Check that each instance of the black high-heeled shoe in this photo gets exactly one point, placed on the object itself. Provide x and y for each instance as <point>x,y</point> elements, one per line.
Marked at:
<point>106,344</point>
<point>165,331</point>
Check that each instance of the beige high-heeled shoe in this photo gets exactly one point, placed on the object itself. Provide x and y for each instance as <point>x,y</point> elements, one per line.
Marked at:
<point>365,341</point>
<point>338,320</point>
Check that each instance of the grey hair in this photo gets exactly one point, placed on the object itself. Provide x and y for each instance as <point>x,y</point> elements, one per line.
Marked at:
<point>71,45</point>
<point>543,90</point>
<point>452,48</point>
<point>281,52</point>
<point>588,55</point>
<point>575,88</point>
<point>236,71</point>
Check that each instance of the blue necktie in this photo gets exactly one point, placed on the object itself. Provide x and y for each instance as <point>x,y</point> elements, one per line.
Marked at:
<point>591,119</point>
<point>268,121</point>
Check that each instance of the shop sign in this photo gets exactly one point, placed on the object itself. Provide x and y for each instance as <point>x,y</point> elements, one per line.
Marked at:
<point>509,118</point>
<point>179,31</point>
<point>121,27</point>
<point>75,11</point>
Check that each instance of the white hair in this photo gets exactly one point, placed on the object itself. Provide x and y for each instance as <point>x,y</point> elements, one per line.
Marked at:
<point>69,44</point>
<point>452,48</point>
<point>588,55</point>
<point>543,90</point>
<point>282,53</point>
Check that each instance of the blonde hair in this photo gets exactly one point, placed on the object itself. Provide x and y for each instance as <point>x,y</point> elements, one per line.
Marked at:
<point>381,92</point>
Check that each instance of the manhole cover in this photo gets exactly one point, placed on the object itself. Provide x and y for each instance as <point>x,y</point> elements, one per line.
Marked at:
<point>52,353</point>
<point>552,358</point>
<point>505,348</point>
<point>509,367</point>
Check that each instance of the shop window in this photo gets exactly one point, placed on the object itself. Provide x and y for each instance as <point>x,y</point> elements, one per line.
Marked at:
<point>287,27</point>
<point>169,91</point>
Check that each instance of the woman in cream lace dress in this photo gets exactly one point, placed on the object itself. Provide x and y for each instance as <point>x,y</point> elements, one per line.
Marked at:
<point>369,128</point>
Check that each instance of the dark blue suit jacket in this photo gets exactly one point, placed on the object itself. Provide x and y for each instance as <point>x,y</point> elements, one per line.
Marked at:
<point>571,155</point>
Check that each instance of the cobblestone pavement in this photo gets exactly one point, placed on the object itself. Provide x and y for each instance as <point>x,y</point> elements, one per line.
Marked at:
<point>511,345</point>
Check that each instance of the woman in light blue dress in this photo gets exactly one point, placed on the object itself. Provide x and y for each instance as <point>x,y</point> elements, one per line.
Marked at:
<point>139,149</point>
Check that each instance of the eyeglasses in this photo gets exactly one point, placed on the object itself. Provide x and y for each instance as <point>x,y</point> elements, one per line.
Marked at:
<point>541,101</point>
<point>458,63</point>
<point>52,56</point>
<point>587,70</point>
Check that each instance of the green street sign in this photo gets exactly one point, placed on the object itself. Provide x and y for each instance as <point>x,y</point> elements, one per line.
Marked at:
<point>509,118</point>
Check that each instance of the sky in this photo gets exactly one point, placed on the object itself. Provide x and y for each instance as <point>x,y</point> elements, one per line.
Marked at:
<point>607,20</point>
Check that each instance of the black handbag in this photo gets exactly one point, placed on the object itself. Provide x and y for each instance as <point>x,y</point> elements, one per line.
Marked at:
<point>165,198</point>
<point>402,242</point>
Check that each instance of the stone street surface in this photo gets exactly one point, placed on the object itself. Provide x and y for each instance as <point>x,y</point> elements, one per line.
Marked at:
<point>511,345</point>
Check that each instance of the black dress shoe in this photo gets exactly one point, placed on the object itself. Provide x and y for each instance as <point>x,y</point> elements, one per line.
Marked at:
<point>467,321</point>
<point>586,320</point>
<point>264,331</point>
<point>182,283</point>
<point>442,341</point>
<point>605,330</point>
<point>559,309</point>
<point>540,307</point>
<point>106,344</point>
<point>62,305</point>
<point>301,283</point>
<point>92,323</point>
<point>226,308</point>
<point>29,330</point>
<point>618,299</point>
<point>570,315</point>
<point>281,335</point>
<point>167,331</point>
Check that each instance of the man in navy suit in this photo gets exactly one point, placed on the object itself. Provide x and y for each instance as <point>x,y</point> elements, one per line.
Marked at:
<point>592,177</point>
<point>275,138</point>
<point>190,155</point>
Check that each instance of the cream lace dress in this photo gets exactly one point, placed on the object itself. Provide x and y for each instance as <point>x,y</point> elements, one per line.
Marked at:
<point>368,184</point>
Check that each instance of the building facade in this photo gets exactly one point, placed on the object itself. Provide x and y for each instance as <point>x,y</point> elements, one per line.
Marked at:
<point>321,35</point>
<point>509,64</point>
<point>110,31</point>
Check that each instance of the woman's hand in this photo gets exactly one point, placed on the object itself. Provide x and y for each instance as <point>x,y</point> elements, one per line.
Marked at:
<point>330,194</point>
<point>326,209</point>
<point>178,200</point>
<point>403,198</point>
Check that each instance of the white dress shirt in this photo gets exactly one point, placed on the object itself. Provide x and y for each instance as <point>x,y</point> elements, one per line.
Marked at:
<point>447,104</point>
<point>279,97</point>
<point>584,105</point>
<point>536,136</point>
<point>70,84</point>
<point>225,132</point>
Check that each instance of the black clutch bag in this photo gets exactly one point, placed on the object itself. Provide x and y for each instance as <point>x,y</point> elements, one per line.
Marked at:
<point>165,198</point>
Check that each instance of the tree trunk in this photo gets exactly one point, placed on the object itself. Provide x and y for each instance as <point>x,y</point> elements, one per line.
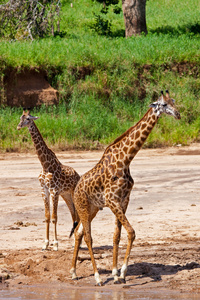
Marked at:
<point>134,17</point>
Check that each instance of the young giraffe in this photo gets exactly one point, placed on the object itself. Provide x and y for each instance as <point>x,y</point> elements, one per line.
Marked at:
<point>55,179</point>
<point>109,184</point>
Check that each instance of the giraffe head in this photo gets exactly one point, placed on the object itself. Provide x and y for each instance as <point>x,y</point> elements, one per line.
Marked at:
<point>166,105</point>
<point>25,119</point>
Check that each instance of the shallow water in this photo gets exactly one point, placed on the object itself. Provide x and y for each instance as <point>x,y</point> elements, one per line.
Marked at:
<point>71,293</point>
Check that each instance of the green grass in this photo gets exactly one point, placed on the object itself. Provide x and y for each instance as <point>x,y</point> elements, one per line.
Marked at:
<point>119,78</point>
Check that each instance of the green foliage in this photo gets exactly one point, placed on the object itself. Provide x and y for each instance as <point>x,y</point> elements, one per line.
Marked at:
<point>102,25</point>
<point>106,83</point>
<point>24,19</point>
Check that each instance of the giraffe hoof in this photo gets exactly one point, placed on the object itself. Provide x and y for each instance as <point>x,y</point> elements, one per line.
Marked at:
<point>99,283</point>
<point>75,278</point>
<point>117,281</point>
<point>122,280</point>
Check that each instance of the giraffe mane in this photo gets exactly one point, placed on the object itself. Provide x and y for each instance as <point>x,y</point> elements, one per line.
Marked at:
<point>127,131</point>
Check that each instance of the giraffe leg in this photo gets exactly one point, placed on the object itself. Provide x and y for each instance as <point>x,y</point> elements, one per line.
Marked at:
<point>118,211</point>
<point>45,196</point>
<point>78,239</point>
<point>54,198</point>
<point>84,227</point>
<point>88,240</point>
<point>116,240</point>
<point>68,198</point>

════════════════

→ **EXERCISE INSTRUCTIONS**
Show every line of the data in which the word "hair" appears.

→ **RESULT**
Check that each instance of the grey hair in this photo gets exactly one point, placed on the object itself. Provide x and y for each instance as <point>x,y</point> elements, one per line.
Check that each instance of the white hair in this photo gets exactly one point, placed on the object itself. Provide x and y for each instance as <point>x,y</point> elements, one per line.
Check that each instance of the blonde hair in this photo gets exactly one point, placed on the object itself. Provide x and y for each instance as <point>x,y</point> elements, one per line.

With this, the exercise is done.